>> Begin RECORDS PROVIDED

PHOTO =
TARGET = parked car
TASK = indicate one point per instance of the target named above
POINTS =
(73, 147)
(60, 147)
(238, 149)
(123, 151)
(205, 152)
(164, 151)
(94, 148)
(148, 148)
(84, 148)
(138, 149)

>> End RECORDS PROVIDED

● WHAT THE EXERCISE ASKS
Rewrite every line of the listing above, requests included, multiplying each point coordinate in the answers by 2 and rounding to whole numbers, with halves rounded up.

● RESPONSE FOR THIS EXERCISE
PHOTO =
TARGET = parked car
TASK = indicate one point per instance of the target named above
POINTS =
(146, 294)
(120, 294)
(476, 298)
(246, 302)
(410, 304)
(328, 302)
(188, 296)
(296, 296)
(168, 296)
(276, 298)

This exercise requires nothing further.